* **Brief**: Transcribe the entries below exactly.

* **Information given**:

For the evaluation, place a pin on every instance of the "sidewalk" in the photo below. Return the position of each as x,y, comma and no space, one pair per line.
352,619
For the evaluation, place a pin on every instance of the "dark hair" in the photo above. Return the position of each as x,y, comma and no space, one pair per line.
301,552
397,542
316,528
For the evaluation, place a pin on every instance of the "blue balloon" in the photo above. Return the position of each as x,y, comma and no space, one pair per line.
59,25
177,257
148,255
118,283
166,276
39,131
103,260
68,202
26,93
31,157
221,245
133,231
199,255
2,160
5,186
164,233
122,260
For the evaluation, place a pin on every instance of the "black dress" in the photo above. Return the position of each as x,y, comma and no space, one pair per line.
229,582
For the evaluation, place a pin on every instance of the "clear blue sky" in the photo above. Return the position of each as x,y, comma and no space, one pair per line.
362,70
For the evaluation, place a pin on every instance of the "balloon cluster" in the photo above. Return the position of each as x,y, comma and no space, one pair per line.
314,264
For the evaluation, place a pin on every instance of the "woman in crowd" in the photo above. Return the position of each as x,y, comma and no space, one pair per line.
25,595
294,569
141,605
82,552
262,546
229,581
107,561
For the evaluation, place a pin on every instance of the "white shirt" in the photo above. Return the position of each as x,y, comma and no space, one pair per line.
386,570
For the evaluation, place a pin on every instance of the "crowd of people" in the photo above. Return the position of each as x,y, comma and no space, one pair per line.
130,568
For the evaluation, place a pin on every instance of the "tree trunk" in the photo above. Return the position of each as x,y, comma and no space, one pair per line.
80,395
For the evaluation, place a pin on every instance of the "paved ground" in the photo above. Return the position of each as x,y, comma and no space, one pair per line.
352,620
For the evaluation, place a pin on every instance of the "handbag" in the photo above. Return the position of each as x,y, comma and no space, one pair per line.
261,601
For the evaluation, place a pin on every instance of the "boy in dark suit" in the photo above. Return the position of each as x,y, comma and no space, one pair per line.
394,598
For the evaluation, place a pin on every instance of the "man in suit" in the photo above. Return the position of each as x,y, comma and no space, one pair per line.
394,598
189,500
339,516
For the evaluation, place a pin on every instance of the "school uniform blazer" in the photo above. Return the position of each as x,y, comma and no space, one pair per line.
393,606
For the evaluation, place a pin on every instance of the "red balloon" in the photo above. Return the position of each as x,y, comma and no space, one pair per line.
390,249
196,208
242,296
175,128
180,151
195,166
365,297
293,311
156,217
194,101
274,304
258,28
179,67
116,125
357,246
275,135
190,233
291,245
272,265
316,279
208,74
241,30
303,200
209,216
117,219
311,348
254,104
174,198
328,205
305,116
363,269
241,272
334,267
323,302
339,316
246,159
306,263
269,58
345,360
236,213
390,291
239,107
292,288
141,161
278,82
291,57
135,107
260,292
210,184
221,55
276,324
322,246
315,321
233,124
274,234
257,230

* **Solution**:
For the evaluation, place a pin on every instance of the "sidewalk" in the photo below. Return the position of each as x,y, comma and no space, one pair per line.
352,619
For the evaluation, place a pin on every instance of the "dark hair" in the photo above. Return the position of each as x,y, comma and no space, one pair per line.
301,552
397,542
316,528
For the evaluation, place a pin on every instance of the "blue balloon" in the photo above. Return the position of each as x,y, comma and no space, one pair per line.
59,25
177,257
148,255
118,283
166,276
39,131
103,260
68,202
26,93
31,157
221,245
133,231
199,255
2,160
5,186
164,233
122,260
For the evaluation, place a pin on every instance of the "black dress" in the photo above. Return the position of each as x,y, comma and no space, one pair per line.
229,582
For the evaluation, place a pin on every instance of the "clear blue sky" in the photo above. Return the position of each as x,y, comma and no space, one pair per line.
362,70
For the evaluation, place a pin on every instance of the "balloon cluster" in the photo above. Return the position of each as x,y, comma and no space, one pair per line.
314,264
For the evaluation, place a pin on every instance of the "woman in crowd" in the photo above. Return the position of each as x,y, comma and no space, one pair per line.
25,595
294,569
141,605
82,552
262,546
229,581
107,561
For the evaluation, place a pin on every instance of the "white shirt" in the photo above. Return the position of each as x,y, comma and no space, one pair per line.
386,570
For the evaluation, place a pin on every instance of the "crowd of people" in the photo above. Return the position of each as x,y, comma and no space, one pair per line.
130,568
For the evaluation, place a pin on every instance of the "tree trunk" in the photo above. Return the position of each as x,y, comma and no space, one pair per line.
80,395
For the evaluation, place a pin on every instance of the "paved ground" in the photo above. Return the position of each as x,y, comma and no space, one pair per line.
352,620
For the evaluation, place a pin on every instance of the "handbag" in the photo above. Return the position of each as x,y, comma and no space, one pair per line.
261,601
For the evaluation, place a pin on every instance of the "boy in dark suit" in the photo above. Return the position of each as x,y, comma and no space, one pair per line.
394,598
For the evaluation, place a pin on every instance of the "man in suit" in the photo above. Return the position of each as x,y, comma and no space, one pair per line.
394,598
189,500
339,516
For the evaluation, place a pin on every instance of the "school uniform blazer" in the photo above. Return the position of each as x,y, comma and no space, one pair per line.
393,606
For the evaluation, place a pin on every instance of the "red balloon" in the photo above. Return the position of each as x,y, comma and no space, one pair per line.
390,249
196,208
242,296
175,128
180,151
195,166
365,297
293,311
156,217
194,101
274,304
258,28
179,67
116,125
357,246
275,135
190,233
291,245
272,265
316,279
208,74
241,30
303,200
209,216
117,219
311,348
254,104
174,198
328,205
305,116
363,269
241,272
334,267
323,302
339,316
246,159
306,263
269,58
345,360
236,213
390,291
239,107
292,288
141,161
278,82
291,57
135,107
260,292
210,184
221,55
276,324
322,246
315,321
233,124
274,234
257,230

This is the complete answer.